_Data supplied_
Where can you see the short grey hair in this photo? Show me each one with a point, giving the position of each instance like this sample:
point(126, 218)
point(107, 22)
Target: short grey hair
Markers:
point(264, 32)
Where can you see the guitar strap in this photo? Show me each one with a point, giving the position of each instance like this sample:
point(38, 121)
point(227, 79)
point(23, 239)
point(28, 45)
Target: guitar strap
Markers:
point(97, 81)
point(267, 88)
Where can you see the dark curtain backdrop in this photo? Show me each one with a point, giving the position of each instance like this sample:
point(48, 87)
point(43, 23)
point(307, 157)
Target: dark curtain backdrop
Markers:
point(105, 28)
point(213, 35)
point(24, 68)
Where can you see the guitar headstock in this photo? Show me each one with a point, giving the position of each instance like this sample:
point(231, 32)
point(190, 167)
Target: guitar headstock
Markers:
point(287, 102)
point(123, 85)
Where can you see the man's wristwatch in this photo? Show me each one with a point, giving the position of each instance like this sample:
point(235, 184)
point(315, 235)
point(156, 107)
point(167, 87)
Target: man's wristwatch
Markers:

_Work to be completed_
Exactly reproduce the entries in their entirety.

_Written response_
Where can you see the short grey hair in this photo? Show me each one with a point, giving the position of each instance like this sample:
point(126, 218)
point(107, 22)
Target: short grey hair
Markers:
point(264, 32)
Where can you see the guitar strap in this photo? Show me each one with a point, giving the position of each instance like this sample:
point(38, 121)
point(227, 79)
point(23, 239)
point(28, 45)
Target: guitar strap
Markers:
point(97, 81)
point(267, 88)
Where can you see the dark curtain backdrop in this photo? Show me each one with a point, giving the position of each instance like this sample:
point(48, 87)
point(43, 23)
point(307, 157)
Target: dark curtain backdrop
Markers:
point(105, 28)
point(213, 35)
point(24, 68)
Where can you see the guitar headstock in this photo? Show me each one with a point, giving the position of each instance like this sample:
point(231, 32)
point(190, 167)
Target: guitar headstock
Markers:
point(287, 102)
point(123, 85)
Where can you see the man's wristwatch in this photo? Show me each one with a point, giving the position of each instance like this sample:
point(235, 184)
point(315, 235)
point(156, 107)
point(167, 87)
Target: man's wristwatch
Markers:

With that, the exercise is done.